Aim of the task: How many separate lines in this material contain the string "Query"? Respond with the number alone.
── Given information
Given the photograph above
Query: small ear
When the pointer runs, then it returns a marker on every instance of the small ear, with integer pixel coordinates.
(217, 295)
────
── Given information
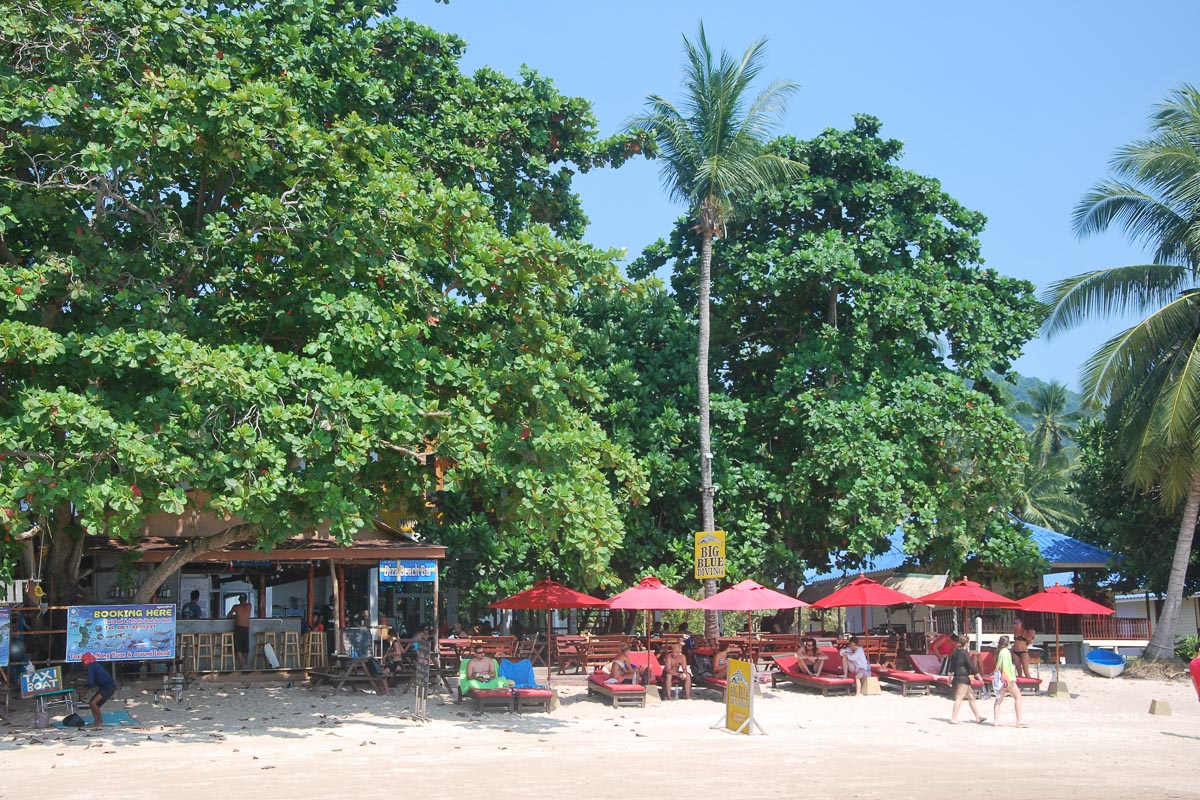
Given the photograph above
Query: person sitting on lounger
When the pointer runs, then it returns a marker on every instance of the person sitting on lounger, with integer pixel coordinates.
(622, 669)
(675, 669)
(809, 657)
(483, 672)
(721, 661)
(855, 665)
────
Result of the task: 2